**Texto dado:**
# # #

# ¿Cargador de baterias con maquina soldar?



## prcb (Ene 7, 2011)

Buenas a tod@s.
Quiero hacer un cargador de baterias,en principio pense en hacer un transformador por lo que abri un tema para que me orientaseis https://www.forosdeelectronica.com/f21/transformador-devanados-aluminio-49060/, pero resulta que tengo un transformador y no habia caido, que es la maquina de soldar con electrodos y casualmente tiene los hilos de aluminio.Esta maquina al minimo me da, medido en vacio 40V AC. La idea es hacerle un circuito de control para poder regular la corriente y la tension.
Habia pensado hacerlo con 7815 y con LM350T (Varios de ambos supongo), no quiero filtrar despues del rectificador, con lo cual usaria un solo diodo y sin condensadores.
Mis dudas son las sigientes:
-¿Se puede hacer un regulador de intensidad y tension?

-¿Se puede hacer con 7815 y LM350T?  Como los 7815 aguantan 1A, pondria unos 10 en paralelo ya que quiero unos 10A para cargar y unos tres LM350T en paralelo tambien.

# # #

**Entradas dadas:**
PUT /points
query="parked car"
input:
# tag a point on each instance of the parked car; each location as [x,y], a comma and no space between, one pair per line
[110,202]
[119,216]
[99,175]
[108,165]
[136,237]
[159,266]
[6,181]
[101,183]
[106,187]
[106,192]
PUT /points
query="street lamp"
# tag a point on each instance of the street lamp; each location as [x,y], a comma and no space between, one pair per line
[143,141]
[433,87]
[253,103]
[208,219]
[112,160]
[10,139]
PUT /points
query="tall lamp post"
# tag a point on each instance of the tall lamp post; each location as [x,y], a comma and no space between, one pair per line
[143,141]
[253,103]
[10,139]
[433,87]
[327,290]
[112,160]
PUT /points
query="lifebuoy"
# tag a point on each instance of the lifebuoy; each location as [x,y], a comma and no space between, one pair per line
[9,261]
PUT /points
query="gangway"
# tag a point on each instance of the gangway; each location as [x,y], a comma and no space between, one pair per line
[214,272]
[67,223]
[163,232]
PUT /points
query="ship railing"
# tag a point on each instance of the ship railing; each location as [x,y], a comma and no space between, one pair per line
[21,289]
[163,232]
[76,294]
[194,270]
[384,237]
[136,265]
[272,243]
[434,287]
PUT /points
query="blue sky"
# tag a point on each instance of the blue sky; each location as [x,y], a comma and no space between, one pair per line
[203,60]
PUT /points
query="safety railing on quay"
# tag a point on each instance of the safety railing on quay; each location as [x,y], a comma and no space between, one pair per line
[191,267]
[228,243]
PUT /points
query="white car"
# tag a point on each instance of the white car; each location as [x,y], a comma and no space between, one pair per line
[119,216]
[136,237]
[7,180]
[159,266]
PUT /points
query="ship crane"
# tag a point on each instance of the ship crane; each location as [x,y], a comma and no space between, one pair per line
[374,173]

# # #

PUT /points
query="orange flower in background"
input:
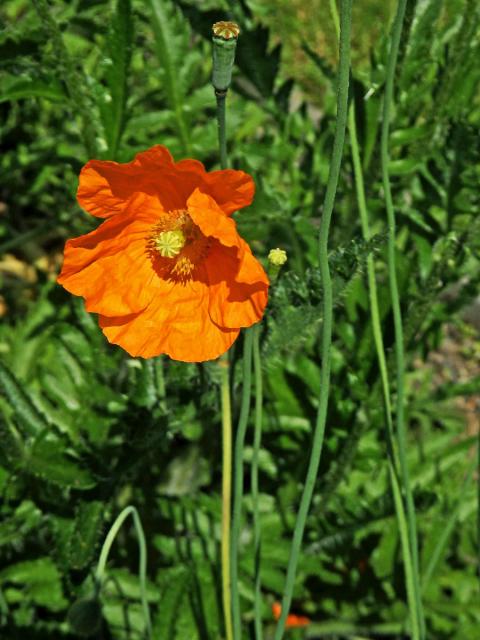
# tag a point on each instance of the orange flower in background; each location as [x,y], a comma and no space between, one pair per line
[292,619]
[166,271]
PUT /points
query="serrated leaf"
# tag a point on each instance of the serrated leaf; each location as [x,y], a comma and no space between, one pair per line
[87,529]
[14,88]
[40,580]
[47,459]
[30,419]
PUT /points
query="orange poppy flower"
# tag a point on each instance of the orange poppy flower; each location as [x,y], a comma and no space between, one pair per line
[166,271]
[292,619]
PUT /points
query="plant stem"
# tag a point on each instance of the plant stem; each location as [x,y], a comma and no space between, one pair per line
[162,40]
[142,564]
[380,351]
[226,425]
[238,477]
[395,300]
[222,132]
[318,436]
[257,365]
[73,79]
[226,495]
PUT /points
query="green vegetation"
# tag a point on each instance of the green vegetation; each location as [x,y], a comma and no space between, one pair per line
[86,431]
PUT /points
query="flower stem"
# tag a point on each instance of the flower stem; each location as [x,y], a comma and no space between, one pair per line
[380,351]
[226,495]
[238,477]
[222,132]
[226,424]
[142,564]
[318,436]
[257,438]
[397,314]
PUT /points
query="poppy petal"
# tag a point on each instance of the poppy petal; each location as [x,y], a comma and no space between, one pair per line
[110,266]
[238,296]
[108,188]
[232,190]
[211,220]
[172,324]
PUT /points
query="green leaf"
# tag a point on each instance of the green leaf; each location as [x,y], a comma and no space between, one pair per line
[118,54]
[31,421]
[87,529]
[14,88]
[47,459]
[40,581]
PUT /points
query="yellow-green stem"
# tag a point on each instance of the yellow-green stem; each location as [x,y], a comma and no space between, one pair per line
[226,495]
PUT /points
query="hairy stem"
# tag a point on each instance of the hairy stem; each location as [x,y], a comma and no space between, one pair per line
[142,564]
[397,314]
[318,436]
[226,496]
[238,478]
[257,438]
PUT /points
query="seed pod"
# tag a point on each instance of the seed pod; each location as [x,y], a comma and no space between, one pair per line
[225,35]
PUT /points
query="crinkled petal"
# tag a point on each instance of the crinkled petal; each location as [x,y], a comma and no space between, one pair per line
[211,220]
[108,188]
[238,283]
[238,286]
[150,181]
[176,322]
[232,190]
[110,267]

# # #

**Instrucción dada A:**
Transcribe del hilo sobre el cargador de baterías el tramo que va desde "Habia pensado hacerlo" hasta "en paralelo tambien.".
**Instrucción dada B:**
Responde según el hilo sobre el cargador de baterías:
(i) ¿Qué tensión da la máquina de soldar al mínimo, medida en vacío?
(ii) ¿De qué material son los hilos de la máquina de soldar?
(iii) ¿Cuántos 7815 se plantea poner en paralelo?
**Instrucción dada C:**
Indica si cada afirmación concuerda con el hilo sobre el cargador de baterías y cita las palabras que lo deciden:
(i) Se piensa filtrar con condensadores después del rectificador.
(ii) Los 7815 aguantan 1A.
(iii) Se pondrían unos tres LM350T en paralelo.
Las entradas no intervienen en nada de esto.

**Respuesta escrita A:**
Habia pensado hacerlo con 7815 y con LM350T (Varios de ambos supongo), no quiero filtrar despues del rectificador, con lo cual usaria un solo diodo y sin condensadores.
Mis dudas son las sigientes:
-¿Se puede hacer un regulador de intensidad y tension?

-¿Se puede hacer con 7815 y LM350T?  Como los 7815 aguantan 1A, pondria unos 10 en paralelo ya que quiero unos 10A para cargar y unos tres LM350T en paralelo tambien.

**Respuesta escrita B:**
(i) 40V AC.
(ii) De aluminio.
(iii) Unos 10.

**Respuesta escrita C:**
(i) No: "no quiero filtrar despues del rectificador, con lo cual usaria un solo diodo y sin condensadores".
(ii) Sí: "Como los 7815 aguantan 1A".
(iii) Sí: "unos tres LM350T en paralelo tambien".